#### Set exercise
Transcribe the records that follow exactly. Skip the pictures.

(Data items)
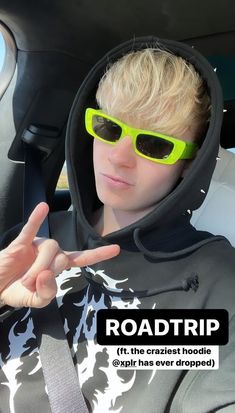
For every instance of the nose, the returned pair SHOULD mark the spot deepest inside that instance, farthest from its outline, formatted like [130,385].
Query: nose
[122,154]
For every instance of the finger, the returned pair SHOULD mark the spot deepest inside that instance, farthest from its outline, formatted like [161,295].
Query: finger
[30,229]
[46,288]
[47,252]
[89,257]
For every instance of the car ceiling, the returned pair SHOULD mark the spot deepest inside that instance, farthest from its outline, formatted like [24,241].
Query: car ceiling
[58,41]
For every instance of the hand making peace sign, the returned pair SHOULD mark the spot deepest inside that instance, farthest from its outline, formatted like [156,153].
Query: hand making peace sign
[29,265]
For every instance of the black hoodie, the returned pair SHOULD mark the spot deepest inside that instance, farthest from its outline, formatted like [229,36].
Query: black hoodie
[158,252]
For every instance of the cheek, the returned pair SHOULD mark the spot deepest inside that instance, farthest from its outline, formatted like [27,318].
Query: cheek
[99,153]
[160,176]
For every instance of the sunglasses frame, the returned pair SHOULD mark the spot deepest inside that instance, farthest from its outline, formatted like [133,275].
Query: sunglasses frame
[181,149]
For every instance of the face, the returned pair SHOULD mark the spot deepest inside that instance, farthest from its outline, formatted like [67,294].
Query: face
[125,181]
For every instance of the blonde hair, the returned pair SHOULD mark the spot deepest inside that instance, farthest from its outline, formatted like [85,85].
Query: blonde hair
[155,90]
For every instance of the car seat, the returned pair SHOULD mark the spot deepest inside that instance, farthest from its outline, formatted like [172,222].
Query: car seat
[217,213]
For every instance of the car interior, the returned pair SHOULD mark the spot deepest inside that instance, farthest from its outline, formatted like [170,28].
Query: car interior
[51,46]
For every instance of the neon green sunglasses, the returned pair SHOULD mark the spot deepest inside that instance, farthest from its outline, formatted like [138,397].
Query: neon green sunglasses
[153,146]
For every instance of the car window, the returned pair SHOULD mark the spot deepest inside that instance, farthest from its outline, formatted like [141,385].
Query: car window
[7,58]
[63,179]
[2,51]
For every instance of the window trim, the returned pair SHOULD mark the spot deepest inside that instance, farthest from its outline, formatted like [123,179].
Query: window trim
[9,63]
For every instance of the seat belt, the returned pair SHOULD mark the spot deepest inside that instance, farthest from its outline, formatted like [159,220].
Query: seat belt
[59,372]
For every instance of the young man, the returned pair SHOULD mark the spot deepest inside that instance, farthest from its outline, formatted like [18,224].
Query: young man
[132,185]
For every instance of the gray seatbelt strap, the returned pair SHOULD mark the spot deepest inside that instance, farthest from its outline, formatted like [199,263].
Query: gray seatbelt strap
[59,372]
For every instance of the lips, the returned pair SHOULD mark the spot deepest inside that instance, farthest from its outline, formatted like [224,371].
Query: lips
[116,180]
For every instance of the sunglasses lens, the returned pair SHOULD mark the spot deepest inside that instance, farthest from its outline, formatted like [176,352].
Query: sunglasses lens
[106,129]
[153,146]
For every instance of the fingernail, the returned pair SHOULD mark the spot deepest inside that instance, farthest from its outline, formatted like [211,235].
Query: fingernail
[25,278]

#### Output of the exercise
For every instance of the nose, the returned pair SHOULD mark the spot deepest inside that instance, farthest from its outline, formatted like [130,385].
Query: nose
[122,154]
For every instance of the finger, the returned pair SHOULD mark the spot deepest inside that instance, farthest from its outline, formatted like [161,295].
Query: finger
[30,229]
[46,288]
[47,252]
[89,257]
For every instance of the car ceiling, the returned pair SHOULD mark the spot deepest inside that instance, farthest from its outline, formatted like [24,241].
Query: car ceiling
[58,41]
For every instance of the hand making peace sign, the returned pair SHOULD mark the spot deepest inside that instance, farthest from its outline, formatted like [156,153].
Query: hand making peace sign
[29,265]
For every instance of the black hoodie, the returned pair SHOULD mark the spot deepest inside that instance, farthest from its outline, formatted like [229,36].
Query: black hoodie
[158,252]
For every instance of the cheek, the returned pair SHOULD mark the spot deepest inside that instance, farthest from its outline, formatted like [27,318].
Query: cheek
[99,153]
[160,176]
For every instance of the sunglasses frame, the returned pair SHOULD mark the spot deepest inside that instance, farthest from its outline, formatted like [133,275].
Query: sunglasses frame
[181,149]
For every instance of the face, the returned pair SHOULD mark the spot deepest inside that instance, farthest from its outline, formatted like [67,294].
Query: face
[125,181]
For every instance of the blonde hair, the returned pair SHOULD mark the spot deepest inside that instance, farthest from its outline, formatted like [85,85].
Query: blonde hair
[155,90]
For every instance of the car seat, the returned pair SHOULD mark the spot deepest inside that instance, farthest from its outline, formatted like [172,222].
Query: car seat
[217,213]
For every instance of the car interior, the returned pair SHOULD mark the spot deepest inside that instance, farthest from its outline, formatted like [170,28].
Query: car interior
[51,46]
For every instance of the neon green sunglasses, the returned pair SHOULD mark the spot deepest inside that instance, farthest from its outline, formatted like [138,397].
Query: neon green sunglasses
[153,146]
For every instance of the car window, the returned pair SHOULD mark the spot deepest inside that instance, farthest from its outline, formatted like [141,385].
Query: car window
[7,58]
[63,179]
[2,51]
For every instance of the window trim, the returned pair SHOULD mark the spot deepest inside that instance, farthest from its outline, formatted like [123,179].
Query: window trim
[9,63]
For every instance of the seat belt, the returned pair SHOULD mark the spot deepest inside that instance, farthest from its outline, formatted like [159,220].
Query: seat belt
[59,372]
For every instance of the young man, the returned pair SHOULD mark the spot deepest inside that instance, farthest from its outline, formatted like [18,224].
Query: young man
[132,185]
For every instance of the gray seatbelt strap, the returned pair SHOULD mark the spot deepest inside that instance, farthest from its outline, formatted like [199,263].
Query: gray seatbelt strap
[59,372]
For every instance of the lips, the returned pair SHOULD mark the spot deepest inside that instance, farthest from its outline, formatted like [224,371].
Query: lips
[116,180]
For every instance of the sunglasses lens, the returned pair SHOULD mark the spot deepest inside that instance, farthest from its outline, formatted like [176,352].
Query: sunglasses lens
[106,129]
[153,146]
For every instance of the fingernail, the returned pair SHOULD mark the spot deepest inside that instance, farthest from its outline, formatted like [211,235].
Query: fingernail
[25,278]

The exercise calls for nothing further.